After locating the line with "Where can you spot the calm" in the entries below, set down exactly that line and each one after it to the end, skipping pictures.
* * * * * * *
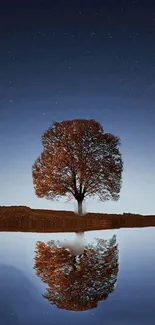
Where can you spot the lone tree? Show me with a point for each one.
(78, 160)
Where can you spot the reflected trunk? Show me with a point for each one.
(80, 208)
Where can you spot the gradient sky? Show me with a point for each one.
(77, 59)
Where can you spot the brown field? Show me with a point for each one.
(24, 219)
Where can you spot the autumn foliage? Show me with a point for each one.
(77, 287)
(78, 160)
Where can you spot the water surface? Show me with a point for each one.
(131, 302)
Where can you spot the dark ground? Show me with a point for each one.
(22, 218)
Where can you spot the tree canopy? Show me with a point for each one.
(78, 160)
(81, 287)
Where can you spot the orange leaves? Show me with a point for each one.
(77, 286)
(78, 155)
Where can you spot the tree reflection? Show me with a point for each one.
(82, 285)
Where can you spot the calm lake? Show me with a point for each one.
(129, 291)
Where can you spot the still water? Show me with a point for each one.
(126, 295)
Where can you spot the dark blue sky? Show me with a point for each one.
(77, 59)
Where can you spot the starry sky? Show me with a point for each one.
(77, 59)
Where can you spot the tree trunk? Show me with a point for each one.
(80, 208)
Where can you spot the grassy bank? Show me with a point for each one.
(19, 218)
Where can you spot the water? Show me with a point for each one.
(132, 300)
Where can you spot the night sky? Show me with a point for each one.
(77, 59)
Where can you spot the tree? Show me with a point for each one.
(81, 287)
(78, 160)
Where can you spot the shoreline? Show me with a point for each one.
(25, 219)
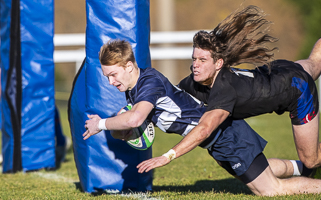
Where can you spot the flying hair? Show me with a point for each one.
(239, 38)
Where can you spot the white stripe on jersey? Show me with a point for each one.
(170, 113)
(189, 128)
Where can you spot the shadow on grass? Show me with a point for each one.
(230, 185)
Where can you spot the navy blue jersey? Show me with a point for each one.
(175, 111)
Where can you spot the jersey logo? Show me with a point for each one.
(236, 166)
(244, 73)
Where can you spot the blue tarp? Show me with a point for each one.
(27, 85)
(104, 163)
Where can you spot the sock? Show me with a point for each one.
(300, 169)
(306, 171)
(297, 167)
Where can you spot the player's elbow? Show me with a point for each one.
(134, 122)
(204, 133)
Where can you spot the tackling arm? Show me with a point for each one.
* * * * * * *
* _Response below_:
Where can you spot the calm lake? Show me with a point for each one.
(129, 291)
Where can you spot the still water? Show me with a point for each one.
(126, 295)
Where can you spot the dark blue sky? Show me with a point for each one.
(77, 59)
Where can you spot the starry sky? Show me with a point for each one.
(77, 59)
Where can you spot the tree trunk? Show me with a point for each one.
(80, 208)
Where can you spot the grassy bank? Show me with a point for each one.
(19, 218)
Where can you spot the water? Show me with a point for each one.
(132, 300)
Where can you spot the night sky? Show me with a point for each one.
(77, 59)
Where can you spot the tree? Show me with a point for each one.
(81, 287)
(78, 160)
Where can you spot the shoreline? Show me with a point for each one.
(25, 219)
Where can you spot the flying hair? Show me with a point for each one.
(239, 38)
Where can you spot the white stripe on jersey? Show me with a point for each one.
(170, 113)
(189, 128)
Where can you spot the shadow on grass? Show me with a point for each one.
(230, 185)
Where can you spot the navy blue jersey? Show me with a point for each one.
(175, 111)
Where can you spot the jersey logo? Show me with a point for each one.
(236, 166)
(244, 73)
Where can you spot the blue tarp? Show me with a point for each one.
(27, 85)
(104, 163)
Where can you spot the sock? Show me with a point for each one.
(300, 169)
(306, 171)
(297, 167)
Where can you spot the player's elbow? Show me with a point for each one.
(134, 122)
(204, 133)
Where can you spot the tackling arm? Show me with a point for each one.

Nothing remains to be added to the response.